[begin MATERIAL FOR THIS TASK]
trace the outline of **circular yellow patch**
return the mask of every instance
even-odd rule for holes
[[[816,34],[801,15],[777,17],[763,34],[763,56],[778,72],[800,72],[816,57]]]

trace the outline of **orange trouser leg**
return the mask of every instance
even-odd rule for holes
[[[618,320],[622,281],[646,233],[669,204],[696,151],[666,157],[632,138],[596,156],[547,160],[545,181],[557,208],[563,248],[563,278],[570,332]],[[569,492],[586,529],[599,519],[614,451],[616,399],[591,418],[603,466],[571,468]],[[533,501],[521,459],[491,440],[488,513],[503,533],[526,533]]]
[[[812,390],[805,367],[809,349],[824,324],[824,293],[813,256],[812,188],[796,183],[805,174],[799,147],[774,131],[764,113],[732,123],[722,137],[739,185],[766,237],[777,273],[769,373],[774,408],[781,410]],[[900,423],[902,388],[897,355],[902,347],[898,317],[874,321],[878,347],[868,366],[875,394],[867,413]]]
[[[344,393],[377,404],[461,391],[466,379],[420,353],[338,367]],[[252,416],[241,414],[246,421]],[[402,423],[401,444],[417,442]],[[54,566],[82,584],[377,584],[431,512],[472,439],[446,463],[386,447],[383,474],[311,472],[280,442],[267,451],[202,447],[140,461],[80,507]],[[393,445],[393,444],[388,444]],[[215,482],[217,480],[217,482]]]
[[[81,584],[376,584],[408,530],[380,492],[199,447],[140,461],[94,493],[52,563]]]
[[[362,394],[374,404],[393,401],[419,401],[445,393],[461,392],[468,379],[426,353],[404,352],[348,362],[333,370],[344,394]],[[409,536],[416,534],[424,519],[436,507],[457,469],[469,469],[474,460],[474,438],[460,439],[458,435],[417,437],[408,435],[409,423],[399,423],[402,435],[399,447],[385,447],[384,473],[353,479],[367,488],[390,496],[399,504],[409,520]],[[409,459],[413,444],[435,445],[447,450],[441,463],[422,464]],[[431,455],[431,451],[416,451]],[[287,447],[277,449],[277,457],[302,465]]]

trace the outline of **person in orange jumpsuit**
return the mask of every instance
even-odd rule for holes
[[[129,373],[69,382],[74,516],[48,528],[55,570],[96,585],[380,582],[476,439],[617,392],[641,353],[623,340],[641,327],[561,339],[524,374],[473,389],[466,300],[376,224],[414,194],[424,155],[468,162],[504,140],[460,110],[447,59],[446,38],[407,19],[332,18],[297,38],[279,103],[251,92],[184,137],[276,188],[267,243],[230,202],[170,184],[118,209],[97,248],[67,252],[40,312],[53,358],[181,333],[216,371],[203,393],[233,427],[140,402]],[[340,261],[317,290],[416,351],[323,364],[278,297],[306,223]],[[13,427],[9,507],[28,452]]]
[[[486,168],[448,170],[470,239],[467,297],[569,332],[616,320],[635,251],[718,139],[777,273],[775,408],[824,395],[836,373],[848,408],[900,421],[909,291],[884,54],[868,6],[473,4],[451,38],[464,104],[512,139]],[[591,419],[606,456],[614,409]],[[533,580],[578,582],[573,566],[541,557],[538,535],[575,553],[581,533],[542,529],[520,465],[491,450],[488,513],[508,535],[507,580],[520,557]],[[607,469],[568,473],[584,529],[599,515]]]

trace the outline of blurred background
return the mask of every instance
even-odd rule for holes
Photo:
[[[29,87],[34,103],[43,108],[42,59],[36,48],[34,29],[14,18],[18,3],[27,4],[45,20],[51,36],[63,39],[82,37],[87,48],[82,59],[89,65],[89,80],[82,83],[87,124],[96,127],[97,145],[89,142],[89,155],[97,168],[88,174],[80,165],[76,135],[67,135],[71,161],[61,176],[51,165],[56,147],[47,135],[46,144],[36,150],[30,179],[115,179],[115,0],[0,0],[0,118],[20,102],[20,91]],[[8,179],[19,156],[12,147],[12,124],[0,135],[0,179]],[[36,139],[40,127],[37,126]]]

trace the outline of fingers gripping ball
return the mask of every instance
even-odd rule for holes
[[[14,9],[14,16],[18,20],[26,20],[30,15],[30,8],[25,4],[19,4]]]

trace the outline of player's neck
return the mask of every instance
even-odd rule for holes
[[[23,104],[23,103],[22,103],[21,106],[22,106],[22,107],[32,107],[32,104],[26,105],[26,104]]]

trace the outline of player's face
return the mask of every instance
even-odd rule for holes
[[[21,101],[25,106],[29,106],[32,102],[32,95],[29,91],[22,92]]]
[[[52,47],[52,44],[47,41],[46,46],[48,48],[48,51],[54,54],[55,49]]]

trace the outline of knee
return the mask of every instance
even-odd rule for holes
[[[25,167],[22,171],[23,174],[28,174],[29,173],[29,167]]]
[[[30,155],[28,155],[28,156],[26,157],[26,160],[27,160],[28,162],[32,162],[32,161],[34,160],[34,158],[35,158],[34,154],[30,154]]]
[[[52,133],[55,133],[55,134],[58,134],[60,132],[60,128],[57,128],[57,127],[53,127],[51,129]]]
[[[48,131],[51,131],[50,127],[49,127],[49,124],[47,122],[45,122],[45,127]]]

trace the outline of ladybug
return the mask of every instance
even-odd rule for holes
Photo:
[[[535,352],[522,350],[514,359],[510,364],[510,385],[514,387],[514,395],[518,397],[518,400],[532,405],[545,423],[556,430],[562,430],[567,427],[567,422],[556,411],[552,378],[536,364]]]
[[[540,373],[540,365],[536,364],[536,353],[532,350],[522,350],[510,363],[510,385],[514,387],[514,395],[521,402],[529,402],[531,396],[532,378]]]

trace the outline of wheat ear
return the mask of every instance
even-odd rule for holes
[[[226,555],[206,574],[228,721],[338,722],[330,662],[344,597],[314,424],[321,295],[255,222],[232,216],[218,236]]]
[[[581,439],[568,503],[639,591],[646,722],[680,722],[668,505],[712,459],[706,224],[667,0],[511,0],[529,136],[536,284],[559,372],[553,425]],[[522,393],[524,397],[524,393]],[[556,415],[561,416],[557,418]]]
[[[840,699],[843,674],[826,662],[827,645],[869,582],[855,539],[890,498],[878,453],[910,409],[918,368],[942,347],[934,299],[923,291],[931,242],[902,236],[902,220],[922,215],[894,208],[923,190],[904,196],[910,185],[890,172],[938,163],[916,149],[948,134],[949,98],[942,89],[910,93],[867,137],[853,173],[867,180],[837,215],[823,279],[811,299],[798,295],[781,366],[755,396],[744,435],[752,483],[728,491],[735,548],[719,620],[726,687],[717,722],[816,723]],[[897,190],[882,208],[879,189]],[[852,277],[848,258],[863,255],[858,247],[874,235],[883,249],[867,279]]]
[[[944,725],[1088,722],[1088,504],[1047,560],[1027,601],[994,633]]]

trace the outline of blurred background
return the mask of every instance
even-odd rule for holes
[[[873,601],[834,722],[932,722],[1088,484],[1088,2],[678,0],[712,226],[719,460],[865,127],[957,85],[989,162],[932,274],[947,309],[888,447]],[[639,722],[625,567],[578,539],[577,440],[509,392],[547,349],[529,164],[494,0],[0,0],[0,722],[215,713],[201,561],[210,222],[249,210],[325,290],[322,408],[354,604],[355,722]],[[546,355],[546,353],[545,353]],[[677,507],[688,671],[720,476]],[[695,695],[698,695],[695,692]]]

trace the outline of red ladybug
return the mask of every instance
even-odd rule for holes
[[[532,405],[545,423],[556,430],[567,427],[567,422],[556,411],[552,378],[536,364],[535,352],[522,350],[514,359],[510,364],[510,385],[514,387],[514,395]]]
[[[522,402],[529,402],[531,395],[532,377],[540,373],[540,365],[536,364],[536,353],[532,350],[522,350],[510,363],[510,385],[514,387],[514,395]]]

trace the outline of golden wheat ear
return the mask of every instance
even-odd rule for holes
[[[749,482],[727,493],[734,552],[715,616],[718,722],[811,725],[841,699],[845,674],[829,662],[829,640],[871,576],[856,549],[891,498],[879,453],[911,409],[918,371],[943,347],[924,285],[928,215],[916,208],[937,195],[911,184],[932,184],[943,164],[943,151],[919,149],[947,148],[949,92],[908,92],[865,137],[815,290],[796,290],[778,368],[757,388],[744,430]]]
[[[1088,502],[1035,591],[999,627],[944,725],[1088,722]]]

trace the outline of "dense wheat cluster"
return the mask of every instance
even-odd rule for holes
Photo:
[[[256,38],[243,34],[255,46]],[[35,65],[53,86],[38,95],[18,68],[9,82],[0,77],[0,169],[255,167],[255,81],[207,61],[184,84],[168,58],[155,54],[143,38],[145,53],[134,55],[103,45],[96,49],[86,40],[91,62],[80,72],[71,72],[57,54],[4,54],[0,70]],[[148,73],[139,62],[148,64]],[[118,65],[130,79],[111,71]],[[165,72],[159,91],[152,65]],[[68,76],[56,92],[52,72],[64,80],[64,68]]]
[end MATERIAL FOR THIS TASK]
> [SET PROBLEM]
Gather every line in the items above that contains the word "player", matching its case exactly.

> [THE REPLY]
trace the outline of player's neck
trace the outline of player's face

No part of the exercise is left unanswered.